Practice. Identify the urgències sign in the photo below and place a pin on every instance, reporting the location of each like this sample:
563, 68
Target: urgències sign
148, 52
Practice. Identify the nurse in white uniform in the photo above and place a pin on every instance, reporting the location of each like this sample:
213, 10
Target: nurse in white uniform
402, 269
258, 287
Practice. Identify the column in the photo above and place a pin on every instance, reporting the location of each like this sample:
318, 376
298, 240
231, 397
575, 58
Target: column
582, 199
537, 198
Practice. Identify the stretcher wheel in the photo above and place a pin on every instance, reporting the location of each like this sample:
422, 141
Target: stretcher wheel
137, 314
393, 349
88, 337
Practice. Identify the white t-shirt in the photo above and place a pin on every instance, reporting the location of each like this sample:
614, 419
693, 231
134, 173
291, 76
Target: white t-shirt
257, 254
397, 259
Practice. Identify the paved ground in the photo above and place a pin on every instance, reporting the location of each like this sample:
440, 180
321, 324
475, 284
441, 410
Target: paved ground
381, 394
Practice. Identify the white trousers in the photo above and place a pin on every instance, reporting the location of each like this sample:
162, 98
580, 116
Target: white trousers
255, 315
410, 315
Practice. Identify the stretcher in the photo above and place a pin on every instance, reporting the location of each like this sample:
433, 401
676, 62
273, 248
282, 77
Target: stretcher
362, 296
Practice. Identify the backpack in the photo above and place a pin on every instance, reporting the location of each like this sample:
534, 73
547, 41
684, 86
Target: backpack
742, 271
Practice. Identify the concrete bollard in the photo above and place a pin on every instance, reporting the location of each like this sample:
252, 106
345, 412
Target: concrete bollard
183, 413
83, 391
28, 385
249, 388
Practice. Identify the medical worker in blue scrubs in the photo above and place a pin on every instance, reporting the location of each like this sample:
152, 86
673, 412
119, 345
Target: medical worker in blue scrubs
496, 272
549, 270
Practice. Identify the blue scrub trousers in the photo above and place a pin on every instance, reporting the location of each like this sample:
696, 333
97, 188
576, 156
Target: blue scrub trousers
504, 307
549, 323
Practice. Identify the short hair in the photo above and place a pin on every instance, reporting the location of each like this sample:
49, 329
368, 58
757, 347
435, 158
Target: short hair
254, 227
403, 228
.....
### WHAT THIS TASK INVOLVES
The whole listing above, restated word for word, is the required answer.

### RESPONSE BOX
Practice. Identify the urgències sign in the photo below and place a pin on every instance, reporting the location of each like this sample:
563, 68
Target: urgències sign
148, 52
Practice. Identify the nurse in white uniform in the photo above and place a pin on every instance, reporting the location of each like this sample:
213, 10
Target: nurse in white uniform
402, 269
258, 287
Practice. Identify the column in the photo above and place a pin on every instance, reporting the location of each like this sample:
318, 376
298, 240
231, 397
575, 58
Target: column
582, 199
537, 198
Practice. Identify the stretcher wheel in the photo above and place a pin on every instance, reporting the location of each like this sample:
422, 141
Target: stretcher wheel
137, 314
393, 349
88, 337
Practice. Identify the white t-shirt in the photo above and place a pin on every instance, reporting the location of each like this sample:
614, 419
693, 231
134, 173
291, 76
Target: white t-shirt
257, 254
397, 259
Practice. Identify the paved ground in the photo above and place a pin on every instance, reporting the location of each like this sample:
440, 180
321, 324
475, 284
441, 410
Target: paved ground
381, 394
Practice. Identify the white trousers in the photo above and place a pin on every instance, reporting the location of each like this sample:
162, 98
580, 116
Target: white trousers
255, 315
410, 315
Practice. Identify the stretcher in the photo above and place a pin on every instance, reporting the location of each like this sample:
433, 401
676, 62
273, 248
282, 77
Target: stretcher
362, 296
Practice. Identify the backpack in the photo above and place a pin on every instance, reporting the location of each like this sample:
534, 73
547, 41
684, 86
Target: backpack
742, 271
Practice. Identify the concrete bollard in the photo above and place a pin on every instance, reporting the location of each like this sample:
252, 106
345, 412
Target: concrete bollard
183, 413
83, 391
28, 385
249, 388
Practice. Identify the medical worker in blue scrubs in the photo above and place a pin on every instance, reporting the location of each like this sample:
152, 86
673, 412
119, 345
Target: medical worker in blue scrubs
496, 272
549, 270
Practice. Identify the blue scrub trousers in the photo above and place a pin on every instance, reporting the location of each like this sample:
696, 333
97, 188
576, 156
Target: blue scrub trousers
504, 307
549, 323
Practice. Identify the short hair in the photo above and place a pin on every instance, reporting the location of each like this sample:
49, 329
368, 58
757, 347
435, 158
Target: short hair
254, 227
403, 228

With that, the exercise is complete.